## Aim of the task
Skip every picture and transcribe the remaining material exactly.

Start Data shown

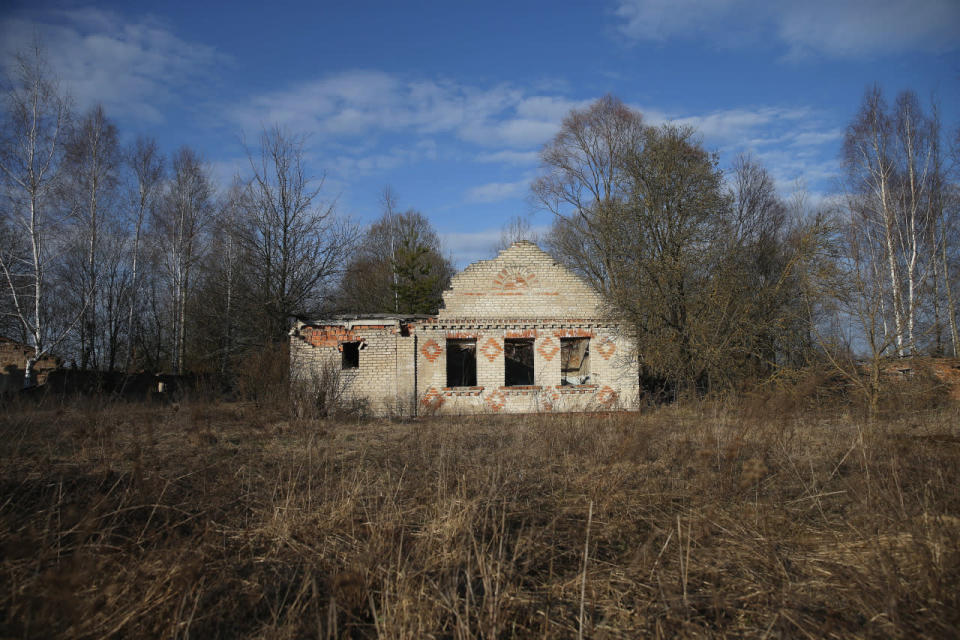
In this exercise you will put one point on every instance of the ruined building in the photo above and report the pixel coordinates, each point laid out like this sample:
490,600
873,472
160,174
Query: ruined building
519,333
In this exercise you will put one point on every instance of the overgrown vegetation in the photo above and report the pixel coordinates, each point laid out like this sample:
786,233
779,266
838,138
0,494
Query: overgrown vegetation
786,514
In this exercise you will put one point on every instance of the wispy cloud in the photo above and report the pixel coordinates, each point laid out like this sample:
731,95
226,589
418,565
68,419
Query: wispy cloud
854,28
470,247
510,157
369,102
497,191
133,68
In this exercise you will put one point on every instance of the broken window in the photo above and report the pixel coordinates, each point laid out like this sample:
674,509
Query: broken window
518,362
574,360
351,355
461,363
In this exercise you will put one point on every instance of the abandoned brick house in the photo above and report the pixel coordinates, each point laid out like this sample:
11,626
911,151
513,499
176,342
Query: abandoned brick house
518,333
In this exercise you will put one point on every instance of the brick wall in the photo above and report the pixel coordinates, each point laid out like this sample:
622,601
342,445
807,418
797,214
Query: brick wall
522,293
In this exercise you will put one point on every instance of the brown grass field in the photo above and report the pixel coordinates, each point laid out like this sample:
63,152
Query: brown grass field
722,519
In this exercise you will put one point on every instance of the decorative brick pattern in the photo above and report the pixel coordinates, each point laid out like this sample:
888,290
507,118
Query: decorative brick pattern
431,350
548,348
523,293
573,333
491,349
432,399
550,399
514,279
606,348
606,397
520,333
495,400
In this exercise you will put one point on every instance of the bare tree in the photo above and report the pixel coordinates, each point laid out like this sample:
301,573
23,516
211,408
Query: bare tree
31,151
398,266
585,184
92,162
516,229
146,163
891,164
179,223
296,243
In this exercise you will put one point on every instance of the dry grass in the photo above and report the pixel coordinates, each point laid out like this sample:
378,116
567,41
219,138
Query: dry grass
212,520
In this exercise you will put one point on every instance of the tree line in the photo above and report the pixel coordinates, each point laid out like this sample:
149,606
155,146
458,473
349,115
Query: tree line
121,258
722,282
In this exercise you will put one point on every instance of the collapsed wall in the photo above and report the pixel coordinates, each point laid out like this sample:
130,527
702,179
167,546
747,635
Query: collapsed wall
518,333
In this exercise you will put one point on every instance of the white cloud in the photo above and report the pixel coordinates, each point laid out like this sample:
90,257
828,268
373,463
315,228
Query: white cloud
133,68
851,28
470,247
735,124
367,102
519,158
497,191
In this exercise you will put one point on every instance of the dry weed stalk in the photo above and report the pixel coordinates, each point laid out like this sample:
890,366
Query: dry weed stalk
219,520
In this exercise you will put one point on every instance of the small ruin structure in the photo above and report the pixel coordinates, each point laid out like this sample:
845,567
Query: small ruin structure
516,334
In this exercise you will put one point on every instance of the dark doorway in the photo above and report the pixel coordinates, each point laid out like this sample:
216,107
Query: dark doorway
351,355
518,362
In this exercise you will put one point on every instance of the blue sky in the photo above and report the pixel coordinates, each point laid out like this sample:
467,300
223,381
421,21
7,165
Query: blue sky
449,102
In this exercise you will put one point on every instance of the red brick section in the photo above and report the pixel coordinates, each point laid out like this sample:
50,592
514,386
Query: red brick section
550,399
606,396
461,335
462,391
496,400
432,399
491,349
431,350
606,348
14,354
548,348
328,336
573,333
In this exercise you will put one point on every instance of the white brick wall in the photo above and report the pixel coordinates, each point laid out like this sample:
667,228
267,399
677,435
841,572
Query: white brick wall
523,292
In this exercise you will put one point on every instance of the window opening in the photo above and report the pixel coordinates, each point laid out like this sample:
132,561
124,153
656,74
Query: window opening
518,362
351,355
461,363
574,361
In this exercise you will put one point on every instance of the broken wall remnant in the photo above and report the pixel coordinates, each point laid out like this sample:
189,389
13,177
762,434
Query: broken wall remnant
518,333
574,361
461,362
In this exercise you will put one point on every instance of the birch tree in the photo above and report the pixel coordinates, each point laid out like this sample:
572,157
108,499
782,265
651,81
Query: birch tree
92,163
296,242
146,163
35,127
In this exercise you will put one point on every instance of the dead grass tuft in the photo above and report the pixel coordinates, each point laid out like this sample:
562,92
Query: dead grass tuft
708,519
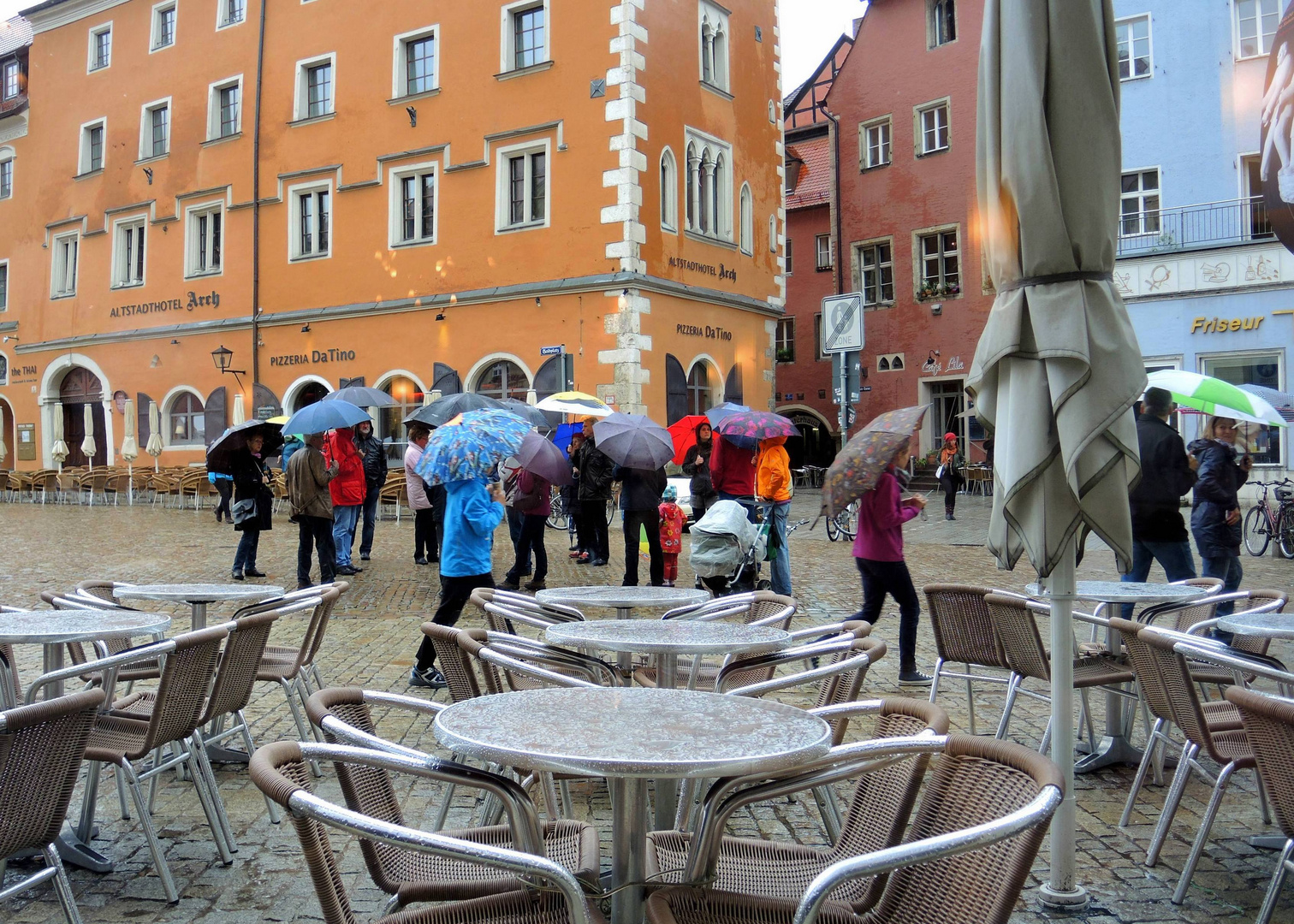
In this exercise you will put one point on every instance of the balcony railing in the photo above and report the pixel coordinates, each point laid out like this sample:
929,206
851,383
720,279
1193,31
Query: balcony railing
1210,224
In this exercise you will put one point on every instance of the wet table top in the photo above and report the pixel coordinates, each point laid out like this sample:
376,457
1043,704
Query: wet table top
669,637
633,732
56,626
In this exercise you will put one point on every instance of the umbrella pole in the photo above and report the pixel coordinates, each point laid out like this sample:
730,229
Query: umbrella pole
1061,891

End Data shown

## Solution for this task
In this exercise you will put one point on every instance of the ruined building in the photo above and report the pixel coordinates, each point laid out like this sample:
490,600
873,472
160,174
Query: ruined building
519,333
In this exercise you will put one point on every instance of the overgrown vegetation in the photo above and report the pixel coordinates, each point laid out like this sample:
786,233
779,266
838,138
0,494
Query: overgrown vegetation
786,514
In this exercise you will put one point on every instance of the wispy cloud in the photo above and report the pixel coordinates, each point laid out like this sample:
731,95
226,589
418,565
68,419
Query: wispy cloud
854,28
470,247
510,157
369,102
497,191
133,68
In this exercise you will put one point on every instance of the broken window in the photo above and report the pixel coordinates, each point laid out like this sample:
674,509
Query: broken window
518,362
574,360
351,355
461,363
In this exercise you will put one point on every instance of the abandoned brick house in the photo above and report the pixel coordinates, each point laid out like this sample:
11,626
911,151
513,499
176,342
Query: abandoned brick house
518,333
In this exercise you will put one point on every instance of the brick wall in the photo above and report the pixel coordinates, each point laid out like this sample:
622,601
342,445
807,418
797,214
Query: brick wall
522,293
In this exercise you will put one point on every instance of the brown grass field in the photo above and report the pixel coordinates, each point laid out like this sample:
63,152
Query: brown grass field
722,519
In this exercise you will put one point on every instance of the decorative brick pattern in the photo above and report the pixel coordinates, each point laid out like this sample:
888,290
507,118
Query: decorative brick pattern
431,350
548,348
523,293
573,333
491,349
432,399
550,399
514,279
606,348
606,397
520,333
495,400
In this exercise you will put one point on every instance of the bare tree in the photo above and report the pixel coordinates, each point laid out like this sample:
301,573
23,516
211,408
Query: bare tree
31,151
398,266
585,184
92,162
516,229
146,163
891,164
179,223
296,243
In this exercise you will put one point on every instance of the dry grass in the photo above and report the pixel coordinates, each point laid out like this sample:
378,116
567,41
219,138
Query: dry grass
212,520
In this exercise you will put one point on every instance of the tree line in the photo above and report the pixel coordinates, each point laid out like this sample:
149,606
155,146
458,473
349,115
Query: tree line
121,258
722,282
In this exercise you will put one point on every instance of the collapsed wall in the photo above and report the pixel coordinates, each point laid out like this sample:
130,527
702,179
167,546
747,635
Query: collapsed wall
518,333
In this exercise you will put one point on every instance of the white cloud in the photo above and report the pixel coordinates, each point laid out like this sample:
90,257
828,268
373,463
315,228
Query: white cloud
133,68
851,28
470,247
735,124
367,102
519,158
497,191
In this exercise you will put one point on every instance of the dry weed stalk in the photo above and report the pixel coordinates, each point laid out like this sample:
890,366
Query: dry weed stalk
219,520
In this exercise you will put one point on every instance of the small ruin structure in the photo above and report the pixel coordinates, each point laid out like this sample:
845,567
Query: small ruin structure
516,334
In this exercise you will put one point on every instance of the dark doorway in the photo above and report the pixel coordinates, each point laid out like this sample:
216,107
Query: dark doorway
351,355
518,362
In this exercise you will put one point on every instance of the blue sky in the photo above and report the pixel coordinates, each point laid out like this sample:
467,300
223,381
421,21
7,165
Query: blue sky
449,102
In this exercise you will put one point on every instance of the red brick section in the photo above and report the pixel coordinates, each point laid out like this sample:
50,592
514,386
Query: red brick section
550,399
606,396
461,335
462,391
496,400
432,399
491,349
431,350
606,348
14,354
548,348
328,336
573,333
In this exercise you will put one point on every instance of the white brick wall in the photo above and report the pixel coordinates, each point laid out like this sample:
667,228
267,399
677,435
841,572
Query: white brick wall
523,292
In this exercise you will put one point on every instance of the window opening in the photo above and report the pixel coordinates, each point laid out like this sample:
132,561
124,153
656,74
Query: window opening
518,362
351,355
461,363
574,361
In this exercise you will put one point on every instance of the broken wall remnant in the photo above and report the pixel coordinates, each point laid out like this sample:
189,389
13,177
762,434
Query: broken wall remnant
518,333
574,361
461,362
In this exercise you will put one point on every instance of the birch tree in the photo above and report the pixel coordinates, each point laid out like this sample:
572,157
108,499
782,265
651,81
Query: birch tree
92,163
296,242
146,163
35,127
In this exercise you will put one point on every instance of the dead grass tuft in the photo above and report the pixel coordinates, each point laid out like this sample:
562,92
Query: dead grass tuft
708,519
In this exercise you will put one point on every instance of the balcony railing in the photo above and report the pixel coordinates, each point laid out like this sample:
929,206
851,383
720,279
1193,31
Query: balcony railing
1210,224
In this exercise you will put one point on every instance of the wet table top in the photo above and report the pixel coordinates, each point laid out like this sample:
376,457
1043,704
Query: wet table top
669,637
633,732
56,626
In this exercise you will put one point on every instance of the umbrella pole in the photo above and report the pixel coordinates, each point laid out like this sample:
730,229
Query: umbrella pole
1061,891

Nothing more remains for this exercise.